- _PASSAGE SHOWN_:
○ ○ ○ ○ ○ ○ ○
God provided all that people, animals, and plants need to thrive. God set up order. God sets law for governance of animal and human action.
Man is not a cousin of the animals nor the product of slime, as per the theory of evolution. God endowed man with a mind capable of hearing and understanding God’s communication with him, emotions capable of responding to God in love and devotion, and the capacity for having spiritual communion with God through prayer, praise, and worship. God introduces the very first man, Adam, with solemnity, dignity, and the honour of an intimate deliberation on the part of the Godhead.
Humans fail to keep law, the result is a separation from constant intimacy and from the ease of living where alleles are provided.
What humans have, written on their hearts and minds, because we are made in the image of God, is God’s moral law, summarized by Jesus as loving God with all our heart, soul, strength, and mind, and loving our neighbour as ourself (Luke 10:27).
Humans must now work for their food, etc. There is an observation by God that friction will occur from now on between man and woman, not an order or justification, but an observation of what will be.
As a result of the sin of Adam and Eve, God pronounced, not ‘an observation’, but judgment. Life degenerated into pain in childbirth for women, and painful toil for men. And henceforth there would be death—both physical and spiritual. God’s remedy for the latter is that we must be ‘born again’ (John 3:3–8).
Let the bible speak, listen to the words of the authors, the words of people who sought God despite the fall, despite their own human failings, stop trying to see things in it which simply do not exist.
Even better would be to start trying to see things in it that do exist, like God’s communication to us of the history of our world and of mankind, and the reason why we all need a Saviour from sin, whom He has provided in the death and resurrection of the Lord Jesus Christ.
○ ○ ○ ○ ○ ○ ○
- _REQUEST 1_: Return each line of the rows that contains the string "dark". Case counts.
The passage and the rows have nothing to do with each other.

(Excerpts from point annotation data)
○ ○ ○ ○ ○ ○ ○
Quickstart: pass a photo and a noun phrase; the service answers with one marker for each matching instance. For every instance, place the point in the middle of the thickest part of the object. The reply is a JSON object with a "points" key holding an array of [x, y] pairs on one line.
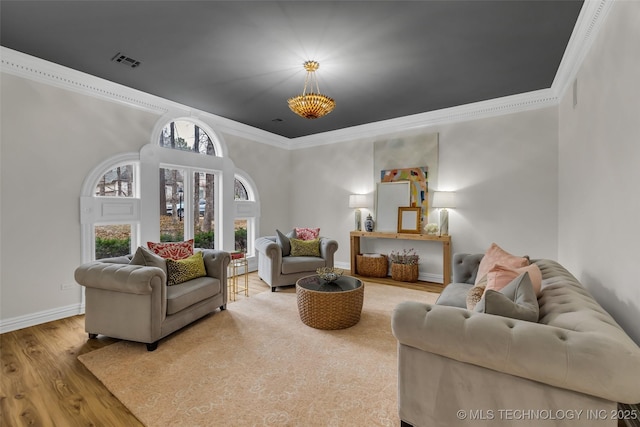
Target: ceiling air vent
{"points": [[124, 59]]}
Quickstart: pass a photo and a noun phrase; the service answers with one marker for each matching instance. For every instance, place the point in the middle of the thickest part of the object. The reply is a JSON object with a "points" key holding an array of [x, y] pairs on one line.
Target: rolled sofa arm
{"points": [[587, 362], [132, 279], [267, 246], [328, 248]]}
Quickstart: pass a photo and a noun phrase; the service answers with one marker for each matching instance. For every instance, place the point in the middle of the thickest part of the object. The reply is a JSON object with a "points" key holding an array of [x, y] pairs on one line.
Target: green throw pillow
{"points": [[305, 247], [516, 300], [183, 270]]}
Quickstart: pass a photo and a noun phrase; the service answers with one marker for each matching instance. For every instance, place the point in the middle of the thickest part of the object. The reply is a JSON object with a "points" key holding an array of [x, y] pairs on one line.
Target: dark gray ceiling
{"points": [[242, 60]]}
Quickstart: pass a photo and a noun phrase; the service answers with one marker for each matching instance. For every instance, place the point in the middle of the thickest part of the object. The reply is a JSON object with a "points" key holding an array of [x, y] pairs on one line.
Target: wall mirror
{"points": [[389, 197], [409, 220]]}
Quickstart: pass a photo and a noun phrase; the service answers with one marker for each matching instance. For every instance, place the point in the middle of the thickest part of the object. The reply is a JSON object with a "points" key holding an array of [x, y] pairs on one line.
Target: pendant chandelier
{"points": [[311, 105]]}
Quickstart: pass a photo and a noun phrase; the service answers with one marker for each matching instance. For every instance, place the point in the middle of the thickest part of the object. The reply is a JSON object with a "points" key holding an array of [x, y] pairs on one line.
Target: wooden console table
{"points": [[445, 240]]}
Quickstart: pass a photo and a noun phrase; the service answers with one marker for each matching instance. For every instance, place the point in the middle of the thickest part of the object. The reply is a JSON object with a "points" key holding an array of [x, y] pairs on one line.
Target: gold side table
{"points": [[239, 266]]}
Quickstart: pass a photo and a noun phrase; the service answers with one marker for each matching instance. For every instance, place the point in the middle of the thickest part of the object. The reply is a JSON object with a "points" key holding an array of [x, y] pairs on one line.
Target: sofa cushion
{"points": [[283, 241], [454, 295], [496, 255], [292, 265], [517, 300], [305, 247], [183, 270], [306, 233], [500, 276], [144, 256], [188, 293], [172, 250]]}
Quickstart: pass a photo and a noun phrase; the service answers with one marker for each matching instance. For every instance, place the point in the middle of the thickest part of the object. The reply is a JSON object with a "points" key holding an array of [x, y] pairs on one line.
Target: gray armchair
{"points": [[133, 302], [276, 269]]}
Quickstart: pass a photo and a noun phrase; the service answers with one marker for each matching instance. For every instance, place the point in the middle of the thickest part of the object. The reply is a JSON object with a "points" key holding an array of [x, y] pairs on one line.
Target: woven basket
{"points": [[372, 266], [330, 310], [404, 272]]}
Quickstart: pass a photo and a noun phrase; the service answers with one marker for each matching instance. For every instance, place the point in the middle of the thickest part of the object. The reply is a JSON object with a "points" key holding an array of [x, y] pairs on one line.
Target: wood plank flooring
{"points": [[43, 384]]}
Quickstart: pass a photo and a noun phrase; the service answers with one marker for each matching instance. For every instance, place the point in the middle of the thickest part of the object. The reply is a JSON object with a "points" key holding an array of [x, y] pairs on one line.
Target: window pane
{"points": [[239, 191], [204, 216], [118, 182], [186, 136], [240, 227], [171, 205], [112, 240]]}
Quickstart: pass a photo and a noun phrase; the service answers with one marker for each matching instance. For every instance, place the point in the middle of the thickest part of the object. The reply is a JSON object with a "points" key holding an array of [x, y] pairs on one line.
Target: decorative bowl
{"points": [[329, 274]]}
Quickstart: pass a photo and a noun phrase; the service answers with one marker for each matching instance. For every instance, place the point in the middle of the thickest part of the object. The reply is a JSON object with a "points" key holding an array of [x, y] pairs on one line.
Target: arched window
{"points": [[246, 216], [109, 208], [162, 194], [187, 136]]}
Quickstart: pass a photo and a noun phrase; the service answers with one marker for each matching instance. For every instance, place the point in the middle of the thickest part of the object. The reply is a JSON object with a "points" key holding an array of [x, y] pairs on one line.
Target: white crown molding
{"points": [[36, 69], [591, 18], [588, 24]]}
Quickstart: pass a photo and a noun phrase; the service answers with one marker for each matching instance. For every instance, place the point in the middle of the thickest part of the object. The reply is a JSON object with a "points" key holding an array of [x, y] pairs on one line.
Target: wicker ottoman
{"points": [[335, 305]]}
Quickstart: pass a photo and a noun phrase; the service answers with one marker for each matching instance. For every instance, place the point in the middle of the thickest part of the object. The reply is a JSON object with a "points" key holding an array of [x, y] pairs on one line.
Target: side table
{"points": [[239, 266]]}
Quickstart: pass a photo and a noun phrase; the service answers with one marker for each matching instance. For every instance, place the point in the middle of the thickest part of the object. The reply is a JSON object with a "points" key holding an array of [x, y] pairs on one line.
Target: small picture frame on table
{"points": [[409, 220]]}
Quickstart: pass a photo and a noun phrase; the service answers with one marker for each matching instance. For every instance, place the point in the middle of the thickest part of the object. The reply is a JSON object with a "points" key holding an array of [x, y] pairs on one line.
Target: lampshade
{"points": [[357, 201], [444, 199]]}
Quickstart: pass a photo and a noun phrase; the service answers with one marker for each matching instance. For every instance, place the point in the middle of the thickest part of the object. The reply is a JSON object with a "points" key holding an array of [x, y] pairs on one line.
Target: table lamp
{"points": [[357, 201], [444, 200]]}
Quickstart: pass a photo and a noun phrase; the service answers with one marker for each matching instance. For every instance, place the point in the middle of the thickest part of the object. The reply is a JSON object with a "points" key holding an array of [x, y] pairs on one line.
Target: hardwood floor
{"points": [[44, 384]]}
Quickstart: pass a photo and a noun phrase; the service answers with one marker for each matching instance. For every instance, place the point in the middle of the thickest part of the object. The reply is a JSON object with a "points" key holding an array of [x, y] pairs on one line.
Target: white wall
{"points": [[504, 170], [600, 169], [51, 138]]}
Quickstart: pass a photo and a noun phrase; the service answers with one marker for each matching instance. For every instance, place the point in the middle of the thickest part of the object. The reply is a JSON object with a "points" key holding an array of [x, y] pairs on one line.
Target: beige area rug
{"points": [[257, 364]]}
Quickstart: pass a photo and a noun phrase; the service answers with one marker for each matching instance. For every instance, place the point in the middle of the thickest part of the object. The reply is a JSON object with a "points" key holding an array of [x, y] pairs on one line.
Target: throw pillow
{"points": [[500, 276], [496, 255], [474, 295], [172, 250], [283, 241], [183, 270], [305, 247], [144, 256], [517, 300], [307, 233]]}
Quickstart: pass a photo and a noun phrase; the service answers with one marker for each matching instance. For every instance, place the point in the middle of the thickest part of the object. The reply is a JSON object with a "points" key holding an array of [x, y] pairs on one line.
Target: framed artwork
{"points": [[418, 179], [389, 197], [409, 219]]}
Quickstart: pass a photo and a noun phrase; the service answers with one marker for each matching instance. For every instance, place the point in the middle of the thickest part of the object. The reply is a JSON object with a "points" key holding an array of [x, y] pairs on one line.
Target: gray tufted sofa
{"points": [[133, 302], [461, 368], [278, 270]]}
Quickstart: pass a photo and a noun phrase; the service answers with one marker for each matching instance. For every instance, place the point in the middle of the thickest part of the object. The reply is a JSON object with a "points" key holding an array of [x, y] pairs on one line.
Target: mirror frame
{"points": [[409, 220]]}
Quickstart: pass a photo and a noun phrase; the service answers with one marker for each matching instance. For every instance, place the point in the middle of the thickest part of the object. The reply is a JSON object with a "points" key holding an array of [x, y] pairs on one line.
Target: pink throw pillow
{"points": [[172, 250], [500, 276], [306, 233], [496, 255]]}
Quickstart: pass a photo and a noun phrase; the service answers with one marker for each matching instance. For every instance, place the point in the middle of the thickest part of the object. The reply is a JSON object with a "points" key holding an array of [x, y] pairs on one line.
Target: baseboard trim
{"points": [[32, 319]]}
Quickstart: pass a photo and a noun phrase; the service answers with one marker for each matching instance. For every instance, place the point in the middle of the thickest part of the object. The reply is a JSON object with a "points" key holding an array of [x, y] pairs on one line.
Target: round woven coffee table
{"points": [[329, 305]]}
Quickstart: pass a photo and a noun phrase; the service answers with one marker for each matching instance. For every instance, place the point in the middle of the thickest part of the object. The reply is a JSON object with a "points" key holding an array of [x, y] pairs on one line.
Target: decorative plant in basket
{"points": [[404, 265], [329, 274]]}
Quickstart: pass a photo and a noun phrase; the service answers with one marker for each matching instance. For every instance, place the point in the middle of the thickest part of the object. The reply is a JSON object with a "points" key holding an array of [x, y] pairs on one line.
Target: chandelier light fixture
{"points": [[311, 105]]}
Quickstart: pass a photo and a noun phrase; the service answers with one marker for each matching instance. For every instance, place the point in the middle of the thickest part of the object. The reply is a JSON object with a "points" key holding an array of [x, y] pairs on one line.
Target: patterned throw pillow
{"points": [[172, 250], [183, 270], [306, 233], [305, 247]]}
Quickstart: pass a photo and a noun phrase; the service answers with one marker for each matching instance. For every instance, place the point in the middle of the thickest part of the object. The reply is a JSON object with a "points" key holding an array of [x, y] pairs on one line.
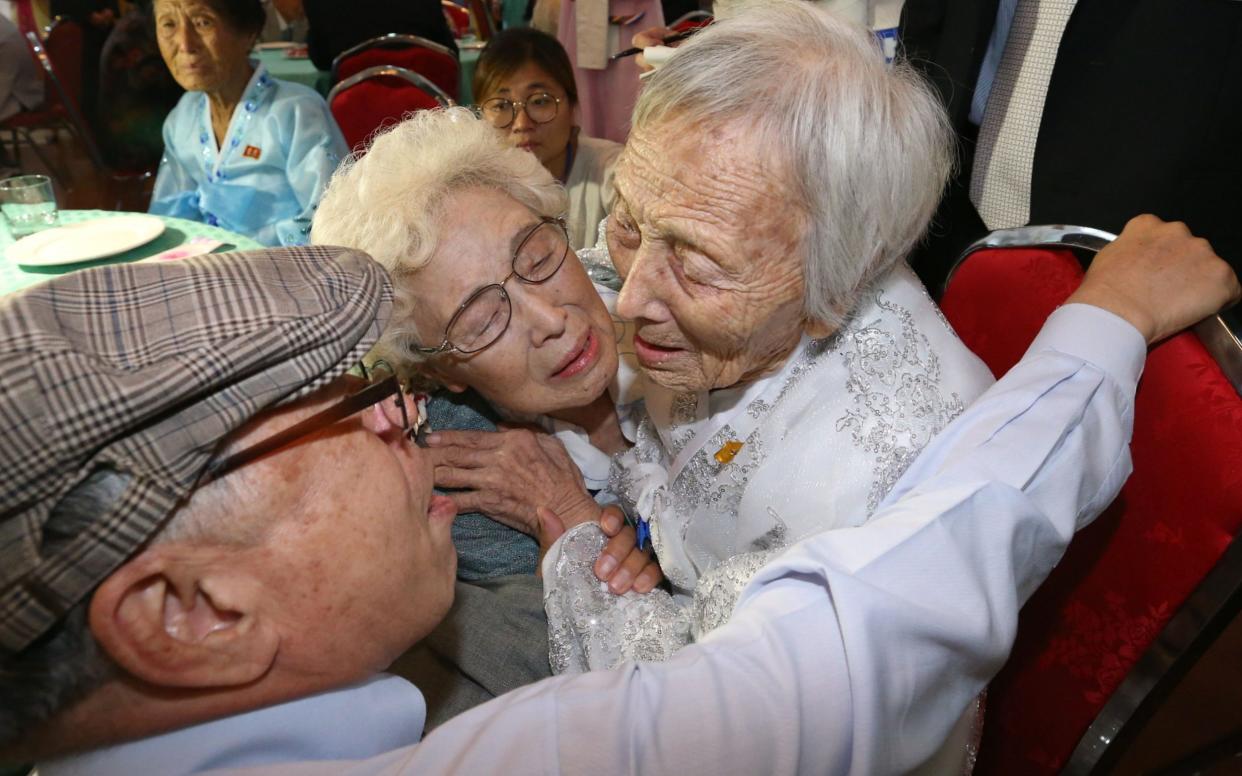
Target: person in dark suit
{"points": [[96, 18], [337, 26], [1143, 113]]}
○ ○ ○ ○ ○ ○ ○
- _REQUEST 2_: Sum up the passage about God and humankind in two sentences.

- _FULL SOLUTION 1_:
Target: dark gray ceiling
Target: person in dark suit

- _FULL SOLUTION 2_: God provided what people, animals, and plants need, set up order and law, and made man, who is not a cousin of the animals, able to hear God, respond in love, and worship through prayer and praise. After the sin of Adam and Eve, God pronounced a judgment of pain, toil, and death, and the passage urges readers to let the Bible speak and to see in it the history of the world and the need for a Savior, provided in the death and resurrection of Jesus Christ.